▶ **Written problem 1**: According to the passage on ice-type models below, what does the partition function Z equal in the ice model?

▶ **Source passage**:
In recent years, ice-type models have been explored as descriptions of pyrochlore spin ice and artificial spin ice systems, in which geometrical frustration in the interactions between bistable magnetic moments ("spins") leads to "ice-rule" spin configurations being favoured. Recently such analogies have been extended to explore the circumstances under which spin-ice systems may be accurately described by the Rys F-model.

==Specific choices of vertex energies==
On the square lattice, the energies $\epsilon_1,\ldots,\epsilon_6$ associated with vertex configurations 1-6 determine the relative probabilities of states, and thus can influence the macroscopic behaviour of the system. The following are common choices for these vertex energies.

===The ice model===
When modeling ice, one takes $\epsilon_1=\epsilon_2=\ldots=\epsilon_6=0$, as all permissible vertex configurations are understood to be equally likely. In this case, the partition function $Z$ equals the total number of valid states. This model is known as the ice model (as opposed to an ice-type model).

▶ **Record set**:
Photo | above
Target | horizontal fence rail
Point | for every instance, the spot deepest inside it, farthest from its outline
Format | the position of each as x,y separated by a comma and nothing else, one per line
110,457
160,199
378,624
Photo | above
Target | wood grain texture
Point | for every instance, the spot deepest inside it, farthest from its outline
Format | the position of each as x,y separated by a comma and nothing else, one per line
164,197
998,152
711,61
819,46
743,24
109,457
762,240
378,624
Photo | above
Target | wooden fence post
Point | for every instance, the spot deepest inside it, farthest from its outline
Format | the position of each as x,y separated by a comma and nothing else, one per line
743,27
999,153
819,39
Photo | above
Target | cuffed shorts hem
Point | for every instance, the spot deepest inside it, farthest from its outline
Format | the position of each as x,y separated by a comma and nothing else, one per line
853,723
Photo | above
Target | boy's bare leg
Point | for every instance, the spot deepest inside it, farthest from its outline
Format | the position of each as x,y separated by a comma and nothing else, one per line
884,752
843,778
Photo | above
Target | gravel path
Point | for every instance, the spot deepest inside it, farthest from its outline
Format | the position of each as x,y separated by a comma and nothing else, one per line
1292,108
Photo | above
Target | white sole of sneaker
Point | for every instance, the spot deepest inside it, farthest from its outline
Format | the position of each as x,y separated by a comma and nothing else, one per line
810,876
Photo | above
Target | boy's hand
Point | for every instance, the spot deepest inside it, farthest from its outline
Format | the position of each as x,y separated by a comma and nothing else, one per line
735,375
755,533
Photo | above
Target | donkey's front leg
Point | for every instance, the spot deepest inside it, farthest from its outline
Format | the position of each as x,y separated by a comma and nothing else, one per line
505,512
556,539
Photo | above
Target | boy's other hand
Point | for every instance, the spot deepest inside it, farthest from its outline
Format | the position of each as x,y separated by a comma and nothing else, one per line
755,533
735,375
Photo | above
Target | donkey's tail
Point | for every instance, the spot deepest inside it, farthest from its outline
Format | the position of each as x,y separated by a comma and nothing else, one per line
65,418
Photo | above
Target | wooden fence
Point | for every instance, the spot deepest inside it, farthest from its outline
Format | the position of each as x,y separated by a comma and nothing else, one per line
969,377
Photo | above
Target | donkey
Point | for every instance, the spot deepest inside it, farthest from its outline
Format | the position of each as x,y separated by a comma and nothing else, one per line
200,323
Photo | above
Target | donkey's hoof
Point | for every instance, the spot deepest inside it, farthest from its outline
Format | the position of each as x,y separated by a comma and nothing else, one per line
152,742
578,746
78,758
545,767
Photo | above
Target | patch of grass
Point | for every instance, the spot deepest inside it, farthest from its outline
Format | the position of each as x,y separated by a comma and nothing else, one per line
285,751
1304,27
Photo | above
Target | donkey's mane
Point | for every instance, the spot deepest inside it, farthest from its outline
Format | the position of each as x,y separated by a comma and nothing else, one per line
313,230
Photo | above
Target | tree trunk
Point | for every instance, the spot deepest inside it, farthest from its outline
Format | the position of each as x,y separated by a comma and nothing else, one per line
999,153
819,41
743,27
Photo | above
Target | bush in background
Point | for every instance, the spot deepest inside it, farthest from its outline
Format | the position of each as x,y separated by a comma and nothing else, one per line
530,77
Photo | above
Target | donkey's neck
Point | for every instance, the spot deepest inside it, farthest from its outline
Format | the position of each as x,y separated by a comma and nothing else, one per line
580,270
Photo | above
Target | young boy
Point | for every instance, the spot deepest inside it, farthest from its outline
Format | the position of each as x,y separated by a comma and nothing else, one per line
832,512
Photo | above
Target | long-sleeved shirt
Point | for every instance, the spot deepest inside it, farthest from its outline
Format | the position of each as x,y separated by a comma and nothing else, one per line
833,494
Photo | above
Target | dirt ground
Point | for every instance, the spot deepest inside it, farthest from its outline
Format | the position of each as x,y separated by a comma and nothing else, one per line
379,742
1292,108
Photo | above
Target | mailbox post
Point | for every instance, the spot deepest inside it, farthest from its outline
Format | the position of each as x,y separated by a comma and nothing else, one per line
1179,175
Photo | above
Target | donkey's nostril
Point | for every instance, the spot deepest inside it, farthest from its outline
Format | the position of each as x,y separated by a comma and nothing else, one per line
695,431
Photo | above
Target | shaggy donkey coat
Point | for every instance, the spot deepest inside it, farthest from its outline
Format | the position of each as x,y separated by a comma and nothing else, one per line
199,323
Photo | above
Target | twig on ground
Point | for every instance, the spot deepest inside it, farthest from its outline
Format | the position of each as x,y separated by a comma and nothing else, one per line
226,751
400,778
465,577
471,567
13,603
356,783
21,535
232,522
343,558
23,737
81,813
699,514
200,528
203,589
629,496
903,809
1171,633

▶ **Written problem 2**: Locate each line in the records above that contains the string "post", matching case, and copy those lines out.

▶ **Worked solution 1**: The total number of valid states.

▶ **Worked solution 2**:
Target | wooden fence post
Target | mailbox post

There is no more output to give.